▶ **DATASET RECORDS**:
━━━━━━━━━━━━━━━━

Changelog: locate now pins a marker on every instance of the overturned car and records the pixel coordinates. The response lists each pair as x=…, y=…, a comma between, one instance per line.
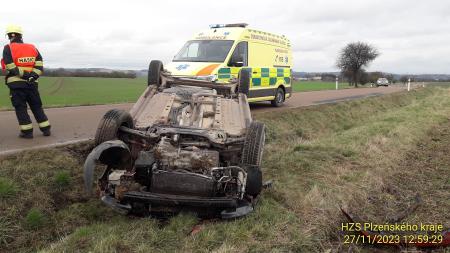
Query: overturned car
x=185, y=145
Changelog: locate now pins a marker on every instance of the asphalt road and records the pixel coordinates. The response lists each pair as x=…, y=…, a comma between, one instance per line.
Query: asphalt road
x=72, y=124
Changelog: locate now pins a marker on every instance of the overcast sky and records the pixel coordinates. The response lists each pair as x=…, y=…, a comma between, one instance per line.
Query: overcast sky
x=412, y=36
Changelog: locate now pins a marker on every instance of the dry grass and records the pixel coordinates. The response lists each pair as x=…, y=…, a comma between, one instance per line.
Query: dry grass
x=353, y=154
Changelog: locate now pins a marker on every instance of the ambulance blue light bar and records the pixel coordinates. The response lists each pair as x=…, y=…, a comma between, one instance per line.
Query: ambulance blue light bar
x=228, y=25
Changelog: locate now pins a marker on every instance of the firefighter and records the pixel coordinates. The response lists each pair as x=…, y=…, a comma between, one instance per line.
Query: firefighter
x=23, y=64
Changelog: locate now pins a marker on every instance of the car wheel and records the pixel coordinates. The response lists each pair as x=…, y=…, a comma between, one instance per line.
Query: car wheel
x=244, y=81
x=279, y=98
x=252, y=157
x=110, y=123
x=154, y=73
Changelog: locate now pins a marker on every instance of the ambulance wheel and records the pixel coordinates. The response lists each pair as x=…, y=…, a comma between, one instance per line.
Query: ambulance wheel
x=252, y=157
x=279, y=98
x=109, y=125
x=244, y=81
x=154, y=73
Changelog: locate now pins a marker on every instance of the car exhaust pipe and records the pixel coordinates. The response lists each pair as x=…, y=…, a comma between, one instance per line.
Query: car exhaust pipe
x=114, y=154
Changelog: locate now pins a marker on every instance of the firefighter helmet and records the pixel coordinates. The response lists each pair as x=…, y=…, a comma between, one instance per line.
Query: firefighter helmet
x=14, y=29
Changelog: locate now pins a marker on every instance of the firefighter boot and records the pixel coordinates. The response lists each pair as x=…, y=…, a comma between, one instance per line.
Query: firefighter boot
x=46, y=132
x=26, y=134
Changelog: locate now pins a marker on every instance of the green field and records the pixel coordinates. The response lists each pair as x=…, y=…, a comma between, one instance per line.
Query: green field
x=68, y=91
x=369, y=156
x=317, y=85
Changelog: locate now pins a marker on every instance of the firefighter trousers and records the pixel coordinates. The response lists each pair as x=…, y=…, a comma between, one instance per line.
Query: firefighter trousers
x=20, y=97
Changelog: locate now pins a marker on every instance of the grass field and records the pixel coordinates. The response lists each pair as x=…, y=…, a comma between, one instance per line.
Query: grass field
x=317, y=85
x=370, y=156
x=67, y=91
x=70, y=91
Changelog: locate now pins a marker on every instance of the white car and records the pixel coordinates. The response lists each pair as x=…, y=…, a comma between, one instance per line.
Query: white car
x=382, y=82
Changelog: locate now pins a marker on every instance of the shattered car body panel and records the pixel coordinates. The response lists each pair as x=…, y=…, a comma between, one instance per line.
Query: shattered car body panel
x=183, y=151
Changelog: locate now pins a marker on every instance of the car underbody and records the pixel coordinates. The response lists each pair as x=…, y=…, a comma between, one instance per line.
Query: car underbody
x=185, y=145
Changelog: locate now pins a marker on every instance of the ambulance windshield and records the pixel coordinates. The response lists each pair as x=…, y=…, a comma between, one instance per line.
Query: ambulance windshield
x=204, y=51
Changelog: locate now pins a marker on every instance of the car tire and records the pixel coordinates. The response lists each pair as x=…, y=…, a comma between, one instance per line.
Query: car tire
x=244, y=81
x=110, y=123
x=154, y=73
x=252, y=157
x=280, y=96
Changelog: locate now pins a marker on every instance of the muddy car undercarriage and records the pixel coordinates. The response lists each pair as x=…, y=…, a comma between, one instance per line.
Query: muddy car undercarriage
x=185, y=145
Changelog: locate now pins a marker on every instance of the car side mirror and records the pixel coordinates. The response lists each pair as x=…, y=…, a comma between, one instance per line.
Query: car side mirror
x=238, y=64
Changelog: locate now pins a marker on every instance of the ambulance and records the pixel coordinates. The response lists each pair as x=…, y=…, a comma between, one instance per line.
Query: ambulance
x=218, y=54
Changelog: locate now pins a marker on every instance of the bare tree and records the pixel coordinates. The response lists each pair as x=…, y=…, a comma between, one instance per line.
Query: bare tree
x=354, y=57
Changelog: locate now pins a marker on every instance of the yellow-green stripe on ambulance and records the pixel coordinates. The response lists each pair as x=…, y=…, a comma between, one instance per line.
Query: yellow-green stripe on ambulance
x=232, y=47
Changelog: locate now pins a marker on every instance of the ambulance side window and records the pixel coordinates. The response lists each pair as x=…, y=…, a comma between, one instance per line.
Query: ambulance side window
x=192, y=51
x=239, y=58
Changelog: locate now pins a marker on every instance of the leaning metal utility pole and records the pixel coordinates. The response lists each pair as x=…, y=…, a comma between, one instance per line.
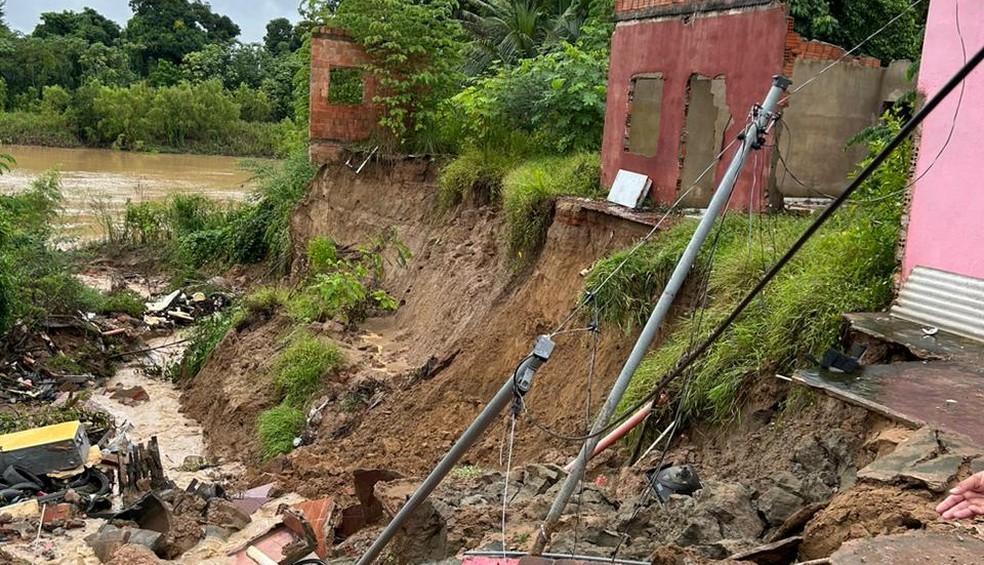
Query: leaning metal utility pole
x=752, y=138
x=515, y=386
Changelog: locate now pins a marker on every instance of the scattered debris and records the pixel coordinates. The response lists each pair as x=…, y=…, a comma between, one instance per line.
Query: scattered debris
x=178, y=308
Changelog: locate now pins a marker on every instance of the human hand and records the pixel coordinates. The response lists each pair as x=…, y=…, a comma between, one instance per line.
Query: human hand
x=966, y=499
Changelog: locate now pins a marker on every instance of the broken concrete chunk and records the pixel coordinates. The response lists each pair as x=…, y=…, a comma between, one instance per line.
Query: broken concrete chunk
x=777, y=505
x=109, y=539
x=922, y=459
x=224, y=514
x=914, y=548
x=163, y=303
x=719, y=511
x=776, y=553
x=134, y=555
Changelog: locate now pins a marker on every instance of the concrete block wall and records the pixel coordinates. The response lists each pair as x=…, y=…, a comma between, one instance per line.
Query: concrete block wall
x=631, y=9
x=798, y=48
x=331, y=125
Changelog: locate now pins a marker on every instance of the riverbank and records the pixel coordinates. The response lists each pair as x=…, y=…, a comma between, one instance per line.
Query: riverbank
x=241, y=139
x=96, y=184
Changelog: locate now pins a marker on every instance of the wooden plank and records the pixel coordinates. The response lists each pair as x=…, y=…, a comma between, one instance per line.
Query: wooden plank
x=806, y=379
x=945, y=395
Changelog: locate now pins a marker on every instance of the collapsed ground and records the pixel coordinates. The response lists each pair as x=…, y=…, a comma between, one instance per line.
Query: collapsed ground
x=468, y=312
x=397, y=389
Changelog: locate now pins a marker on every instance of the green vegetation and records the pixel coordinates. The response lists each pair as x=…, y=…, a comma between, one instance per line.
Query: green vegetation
x=277, y=428
x=555, y=99
x=174, y=78
x=297, y=374
x=848, y=266
x=300, y=368
x=346, y=286
x=475, y=177
x=204, y=339
x=848, y=22
x=415, y=49
x=529, y=190
x=36, y=278
x=192, y=231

━━━━━━━━━━━━━━━━

Please copy the material again, beginning at its first line and stopping after the line that has "x=353, y=154", and shift every coordinate in the answers by adding -59 to it. Leave the pictures out.

Changelog: locate now pins a marker on every instance of the overturned car and records the pixel coordinates. The response lists each pair as x=…, y=…, a comma between, one instance per line.
Query: overturned car
x=126, y=86
Changelog: locate now pins a marker on every instance of the asphalt road and records the pixel coordinates. The response lists each pair as x=…, y=…, a comma between, one instance per line.
Query: asphalt road
x=13, y=65
Changelog: locate now pins a marker on every instance of the overcast sky and records the pixel coordinates. The response lists each pair as x=…, y=…, a comma between, one instance per line.
Query: overcast sky
x=353, y=-23
Changelog: locate now pins a marker on every instance of the dry grass and records the pixel coordinates. The response lists each pair as x=…, y=…, a comma between, one instance per line.
Query: dry grass
x=294, y=95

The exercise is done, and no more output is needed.